Pull out every line of the data below that contains the string "wedding", and copy each one unchanged.

## RAW DATA
------------------------------------------------------------------------

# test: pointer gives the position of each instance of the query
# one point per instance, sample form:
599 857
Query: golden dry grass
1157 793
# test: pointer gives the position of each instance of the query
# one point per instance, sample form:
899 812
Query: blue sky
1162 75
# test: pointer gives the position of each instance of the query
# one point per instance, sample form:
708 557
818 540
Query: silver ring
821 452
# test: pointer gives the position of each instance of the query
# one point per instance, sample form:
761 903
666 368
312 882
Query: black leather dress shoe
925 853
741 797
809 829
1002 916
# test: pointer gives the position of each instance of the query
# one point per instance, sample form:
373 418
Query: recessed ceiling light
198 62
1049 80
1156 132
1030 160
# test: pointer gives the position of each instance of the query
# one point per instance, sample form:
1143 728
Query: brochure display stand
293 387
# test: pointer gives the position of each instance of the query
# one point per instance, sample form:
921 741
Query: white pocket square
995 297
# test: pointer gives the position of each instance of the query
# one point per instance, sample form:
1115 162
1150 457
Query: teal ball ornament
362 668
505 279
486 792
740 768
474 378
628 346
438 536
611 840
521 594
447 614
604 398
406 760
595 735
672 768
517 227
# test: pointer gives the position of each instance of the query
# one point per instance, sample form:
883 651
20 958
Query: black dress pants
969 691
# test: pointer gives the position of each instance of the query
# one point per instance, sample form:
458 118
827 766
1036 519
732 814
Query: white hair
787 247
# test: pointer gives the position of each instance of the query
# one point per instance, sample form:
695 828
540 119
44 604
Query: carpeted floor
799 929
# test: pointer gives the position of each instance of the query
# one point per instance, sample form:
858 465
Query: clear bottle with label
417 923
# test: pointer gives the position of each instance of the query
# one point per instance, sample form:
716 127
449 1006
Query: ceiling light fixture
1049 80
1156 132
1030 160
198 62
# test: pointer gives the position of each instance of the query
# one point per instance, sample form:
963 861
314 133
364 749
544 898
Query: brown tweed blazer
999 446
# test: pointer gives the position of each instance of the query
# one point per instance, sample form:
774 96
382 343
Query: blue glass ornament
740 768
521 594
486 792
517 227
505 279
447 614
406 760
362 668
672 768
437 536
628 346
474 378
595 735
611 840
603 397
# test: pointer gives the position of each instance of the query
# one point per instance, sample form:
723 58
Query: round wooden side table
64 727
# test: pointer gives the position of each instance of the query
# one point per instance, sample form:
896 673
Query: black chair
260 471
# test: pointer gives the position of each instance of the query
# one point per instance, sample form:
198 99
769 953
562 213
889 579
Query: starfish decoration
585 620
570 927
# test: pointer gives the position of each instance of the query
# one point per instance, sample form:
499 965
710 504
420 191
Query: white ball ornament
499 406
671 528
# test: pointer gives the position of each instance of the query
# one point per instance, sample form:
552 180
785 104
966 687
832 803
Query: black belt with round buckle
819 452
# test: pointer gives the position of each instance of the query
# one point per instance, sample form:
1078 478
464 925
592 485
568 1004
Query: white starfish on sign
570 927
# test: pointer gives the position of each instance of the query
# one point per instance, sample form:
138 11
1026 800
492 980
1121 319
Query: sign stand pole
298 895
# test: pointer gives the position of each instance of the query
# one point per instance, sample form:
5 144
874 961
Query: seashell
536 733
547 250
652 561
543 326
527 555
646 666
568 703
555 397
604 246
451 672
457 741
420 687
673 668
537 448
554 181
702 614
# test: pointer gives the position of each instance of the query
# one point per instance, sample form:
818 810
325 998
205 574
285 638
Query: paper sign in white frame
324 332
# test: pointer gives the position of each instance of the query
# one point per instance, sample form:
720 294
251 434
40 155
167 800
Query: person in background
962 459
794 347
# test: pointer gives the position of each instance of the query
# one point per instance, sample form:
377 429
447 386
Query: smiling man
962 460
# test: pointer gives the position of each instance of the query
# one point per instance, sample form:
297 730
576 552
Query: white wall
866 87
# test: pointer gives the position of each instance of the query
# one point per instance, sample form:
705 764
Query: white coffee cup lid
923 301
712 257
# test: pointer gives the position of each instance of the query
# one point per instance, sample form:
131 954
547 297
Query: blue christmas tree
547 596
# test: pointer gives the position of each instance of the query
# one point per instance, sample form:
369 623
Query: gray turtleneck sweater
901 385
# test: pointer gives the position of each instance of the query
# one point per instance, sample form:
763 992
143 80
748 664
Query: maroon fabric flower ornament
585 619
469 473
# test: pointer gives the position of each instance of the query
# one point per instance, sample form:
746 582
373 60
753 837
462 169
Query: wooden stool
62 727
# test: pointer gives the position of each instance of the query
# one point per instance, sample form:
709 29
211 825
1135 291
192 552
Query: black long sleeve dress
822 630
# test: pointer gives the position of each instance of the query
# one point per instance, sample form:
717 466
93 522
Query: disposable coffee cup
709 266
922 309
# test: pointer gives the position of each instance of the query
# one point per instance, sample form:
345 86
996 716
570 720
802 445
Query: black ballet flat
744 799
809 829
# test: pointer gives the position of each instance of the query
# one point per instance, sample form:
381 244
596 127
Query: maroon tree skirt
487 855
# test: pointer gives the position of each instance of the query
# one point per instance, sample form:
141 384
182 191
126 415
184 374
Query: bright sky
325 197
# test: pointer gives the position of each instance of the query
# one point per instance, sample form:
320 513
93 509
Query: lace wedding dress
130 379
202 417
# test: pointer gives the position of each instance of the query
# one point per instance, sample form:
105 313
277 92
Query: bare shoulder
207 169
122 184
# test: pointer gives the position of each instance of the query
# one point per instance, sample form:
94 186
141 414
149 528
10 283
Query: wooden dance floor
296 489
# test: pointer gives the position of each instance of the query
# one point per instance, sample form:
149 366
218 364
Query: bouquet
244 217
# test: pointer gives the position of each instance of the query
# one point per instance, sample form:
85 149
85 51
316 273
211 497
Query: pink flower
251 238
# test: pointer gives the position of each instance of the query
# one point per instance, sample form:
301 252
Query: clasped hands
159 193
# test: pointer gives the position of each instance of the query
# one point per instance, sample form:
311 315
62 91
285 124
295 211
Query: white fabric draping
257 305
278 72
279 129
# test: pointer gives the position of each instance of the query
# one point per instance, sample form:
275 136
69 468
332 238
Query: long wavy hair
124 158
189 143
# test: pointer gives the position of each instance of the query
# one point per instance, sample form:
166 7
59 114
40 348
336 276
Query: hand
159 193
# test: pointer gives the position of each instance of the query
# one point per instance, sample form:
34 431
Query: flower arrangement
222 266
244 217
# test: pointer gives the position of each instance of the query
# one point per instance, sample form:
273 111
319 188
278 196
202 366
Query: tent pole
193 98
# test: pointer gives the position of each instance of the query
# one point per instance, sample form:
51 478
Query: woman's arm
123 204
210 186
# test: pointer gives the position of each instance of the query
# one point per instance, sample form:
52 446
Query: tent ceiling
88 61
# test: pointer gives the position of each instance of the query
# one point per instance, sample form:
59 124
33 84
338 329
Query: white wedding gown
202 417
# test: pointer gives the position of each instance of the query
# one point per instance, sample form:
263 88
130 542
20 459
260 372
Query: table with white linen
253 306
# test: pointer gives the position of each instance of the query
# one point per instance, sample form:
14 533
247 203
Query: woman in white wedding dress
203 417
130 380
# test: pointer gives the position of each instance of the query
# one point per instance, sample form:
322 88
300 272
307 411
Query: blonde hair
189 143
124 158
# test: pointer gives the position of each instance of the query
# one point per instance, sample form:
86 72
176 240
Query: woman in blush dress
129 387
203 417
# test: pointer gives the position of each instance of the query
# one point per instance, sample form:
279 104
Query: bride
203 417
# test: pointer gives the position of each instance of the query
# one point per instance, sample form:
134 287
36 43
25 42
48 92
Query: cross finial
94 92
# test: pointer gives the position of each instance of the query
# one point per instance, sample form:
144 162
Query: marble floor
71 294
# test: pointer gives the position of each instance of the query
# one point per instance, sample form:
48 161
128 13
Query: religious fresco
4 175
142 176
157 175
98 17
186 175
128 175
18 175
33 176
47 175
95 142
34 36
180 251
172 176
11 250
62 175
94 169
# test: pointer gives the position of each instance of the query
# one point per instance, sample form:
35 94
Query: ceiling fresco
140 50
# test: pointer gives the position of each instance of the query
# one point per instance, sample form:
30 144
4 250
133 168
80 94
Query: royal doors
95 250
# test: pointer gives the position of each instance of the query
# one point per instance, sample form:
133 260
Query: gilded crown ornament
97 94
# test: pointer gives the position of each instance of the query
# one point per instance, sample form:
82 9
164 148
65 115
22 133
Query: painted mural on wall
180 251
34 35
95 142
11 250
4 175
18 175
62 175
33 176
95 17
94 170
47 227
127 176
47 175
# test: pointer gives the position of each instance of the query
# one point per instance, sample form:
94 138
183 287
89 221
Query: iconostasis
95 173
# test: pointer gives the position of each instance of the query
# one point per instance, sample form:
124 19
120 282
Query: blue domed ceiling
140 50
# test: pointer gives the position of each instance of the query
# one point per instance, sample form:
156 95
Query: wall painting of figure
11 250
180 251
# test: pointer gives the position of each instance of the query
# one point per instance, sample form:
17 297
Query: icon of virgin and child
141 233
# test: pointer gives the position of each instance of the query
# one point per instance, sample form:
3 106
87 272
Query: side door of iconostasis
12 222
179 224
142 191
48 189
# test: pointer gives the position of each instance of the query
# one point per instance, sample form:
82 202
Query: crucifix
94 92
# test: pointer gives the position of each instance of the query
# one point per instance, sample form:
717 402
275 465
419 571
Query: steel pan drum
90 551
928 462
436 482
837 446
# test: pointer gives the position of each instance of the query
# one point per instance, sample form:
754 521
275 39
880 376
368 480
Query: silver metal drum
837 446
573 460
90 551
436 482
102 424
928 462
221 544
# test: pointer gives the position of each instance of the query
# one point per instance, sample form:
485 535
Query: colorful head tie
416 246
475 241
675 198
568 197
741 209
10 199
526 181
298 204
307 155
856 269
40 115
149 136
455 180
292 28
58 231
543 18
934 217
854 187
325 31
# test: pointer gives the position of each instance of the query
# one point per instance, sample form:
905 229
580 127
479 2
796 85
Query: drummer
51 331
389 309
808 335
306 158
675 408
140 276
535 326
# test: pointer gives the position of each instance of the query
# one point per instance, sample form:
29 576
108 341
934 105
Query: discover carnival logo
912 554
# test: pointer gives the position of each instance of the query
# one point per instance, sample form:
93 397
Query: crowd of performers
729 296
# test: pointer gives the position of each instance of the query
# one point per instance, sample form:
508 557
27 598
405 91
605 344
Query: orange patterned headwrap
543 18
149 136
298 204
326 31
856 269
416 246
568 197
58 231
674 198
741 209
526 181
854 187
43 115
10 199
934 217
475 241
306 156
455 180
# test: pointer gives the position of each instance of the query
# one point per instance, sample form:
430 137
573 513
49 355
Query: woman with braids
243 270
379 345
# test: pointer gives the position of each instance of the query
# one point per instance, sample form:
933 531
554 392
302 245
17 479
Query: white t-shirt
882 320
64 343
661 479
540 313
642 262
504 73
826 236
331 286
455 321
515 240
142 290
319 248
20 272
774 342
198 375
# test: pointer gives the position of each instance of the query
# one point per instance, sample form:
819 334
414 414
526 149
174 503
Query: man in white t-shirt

------------------------------------------------------------------------

## REPLY
Query: lace wedding dress
Query: white wedding gown
Query: woman in white wedding dress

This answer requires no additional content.